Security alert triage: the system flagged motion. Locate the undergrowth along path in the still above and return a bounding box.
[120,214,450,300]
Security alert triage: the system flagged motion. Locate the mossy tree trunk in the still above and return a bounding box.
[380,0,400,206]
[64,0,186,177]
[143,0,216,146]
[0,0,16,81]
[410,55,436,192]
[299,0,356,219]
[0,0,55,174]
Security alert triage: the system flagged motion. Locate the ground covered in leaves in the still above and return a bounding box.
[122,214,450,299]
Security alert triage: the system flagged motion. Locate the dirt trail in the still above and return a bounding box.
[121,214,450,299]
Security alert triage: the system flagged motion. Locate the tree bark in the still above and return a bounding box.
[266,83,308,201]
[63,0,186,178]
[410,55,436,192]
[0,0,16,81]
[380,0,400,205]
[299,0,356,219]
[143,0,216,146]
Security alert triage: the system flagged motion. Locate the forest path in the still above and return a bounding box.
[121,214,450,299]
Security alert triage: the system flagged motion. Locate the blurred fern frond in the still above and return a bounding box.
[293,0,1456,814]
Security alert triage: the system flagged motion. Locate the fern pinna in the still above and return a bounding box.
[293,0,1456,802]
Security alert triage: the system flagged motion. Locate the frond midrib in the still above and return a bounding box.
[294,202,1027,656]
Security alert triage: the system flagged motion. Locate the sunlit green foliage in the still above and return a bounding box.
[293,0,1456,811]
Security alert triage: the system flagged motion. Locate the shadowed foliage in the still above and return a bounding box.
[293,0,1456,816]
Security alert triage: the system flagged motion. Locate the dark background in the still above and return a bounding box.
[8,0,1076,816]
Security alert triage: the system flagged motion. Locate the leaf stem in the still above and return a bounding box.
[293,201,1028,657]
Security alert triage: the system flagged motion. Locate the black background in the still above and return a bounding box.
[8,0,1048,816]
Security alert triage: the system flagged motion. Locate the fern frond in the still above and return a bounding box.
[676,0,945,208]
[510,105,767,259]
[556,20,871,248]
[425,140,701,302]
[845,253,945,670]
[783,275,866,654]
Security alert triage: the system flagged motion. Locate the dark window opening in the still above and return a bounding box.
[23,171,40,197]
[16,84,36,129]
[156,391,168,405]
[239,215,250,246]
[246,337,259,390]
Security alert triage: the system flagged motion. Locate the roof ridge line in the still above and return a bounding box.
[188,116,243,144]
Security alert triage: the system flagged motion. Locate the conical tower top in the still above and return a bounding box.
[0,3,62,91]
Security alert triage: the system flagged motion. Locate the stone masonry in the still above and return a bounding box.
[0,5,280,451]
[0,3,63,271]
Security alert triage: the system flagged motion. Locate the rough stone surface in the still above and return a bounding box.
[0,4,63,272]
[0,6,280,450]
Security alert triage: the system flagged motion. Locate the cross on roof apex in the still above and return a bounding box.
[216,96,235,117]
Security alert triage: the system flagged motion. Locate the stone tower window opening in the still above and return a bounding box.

===============

## Aim
Format all of the data above as a numbered list, omitting any blank lines.

## Answer
1. Security alert triage: the system flagged motion. Locate the undergrowth along path in the still above and return a bounding box.
2. [120,214,450,300]
3. Security alert triage: the system flagged motion. Locate the mossy tree trunk in the still above and return a bounding box.
4. [380,0,400,206]
5. [64,0,186,177]
6. [143,0,216,146]
7. [0,0,16,81]
8. [410,55,436,192]
9. [299,0,356,219]
10. [0,0,55,174]
11. Security alert triage: the system flagged motion. Locate the ground covered in leaves in the still above and return a bounding box.
12. [122,214,450,299]
13. Security alert triage: the system flagged motion. Locate the dirt trail in the still above and return a bounding box.
14. [121,214,450,299]
15. Security alert triage: the system flagged motion. Locate the tree bark in the still above and return a bounding box.
16. [266,83,308,201]
17. [63,0,186,178]
18. [410,55,436,192]
19. [0,0,16,81]
20. [380,0,400,205]
21. [299,0,356,219]
22. [143,0,216,146]
23. Security alert triage: the system flagged motion. Locate the forest path in the still above and return a bounding box.
24. [121,214,450,299]
25. Security alert triage: the system flagged motion. Locate the blurred fern frond in the still above and return a bounding box.
26. [293,0,1456,814]
27. Security alert triage: the system flagged motion. Locate the fern pinna in the still above and return a bounding box.
28. [293,0,1456,802]
29. Security alert triage: the system flagged motion. Locate the frond midrib in the still above and return a bounding box.
30. [294,202,1027,656]
31. Security alert triage: the system flagged motion. Locate the sunlit green foliage in the still above and return a bounding box.
32. [293,0,1456,811]
33. Security alert triage: the system flagged motion. Locate the shadowed foliage in the still above and return a bounding box.
34. [293,0,1456,816]
35. Security alert triage: the system flagged motion. Locate the dark background in the still above and return a bounding box.
36. [8,0,1076,816]
37. Security alert triage: the system flagged motion. Locate the leaf stem in the still above and return a bounding box.
38. [293,201,1028,657]
39. Security alert triage: the system flagged motion. Locate the black background in the still above and return a bounding box.
40. [8,0,1048,816]
41. Security alert triage: the system flagged motion. Locate the fern frond in the still above and return a bounding box.
42. [676,0,945,208]
43. [510,105,767,259]
44. [556,20,871,248]
45. [425,140,701,302]
46. [845,253,945,670]
47. [783,275,866,654]
48. Security alert triage: the system flagged motion. Locate the dark window opening in the still above and return a bounding box.
49. [23,171,40,197]
50. [16,84,36,129]
51. [156,391,168,405]
52. [239,215,250,246]
53. [246,337,259,390]
54. Security alert triage: the system flagged motion. Locate the roof ridge line in the still above and return a bounding box.
55. [188,116,243,144]
56. Security alert triage: the system flagged motion. Locate the conical tower top in the still above and return a bounding box.
57. [0,3,62,91]
58. Security alert triage: the system flagged motion. Locate the stone masonry in the still above and return a bounding box.
59. [0,5,280,451]
60. [0,3,63,271]
61. Security alert triage: the system flagged motion. Locate the rough stone surface in the still above and return a bounding box.
62. [0,4,63,272]
63. [0,6,280,450]
64. Security alert triage: the system flagged motion. Locate the cross on roof apex in the still above and return a bounding box.
65. [216,96,235,117]
66. Security alert triage: the system flagged motion. Locate the stone tower window opening in the still above and return a bounding box.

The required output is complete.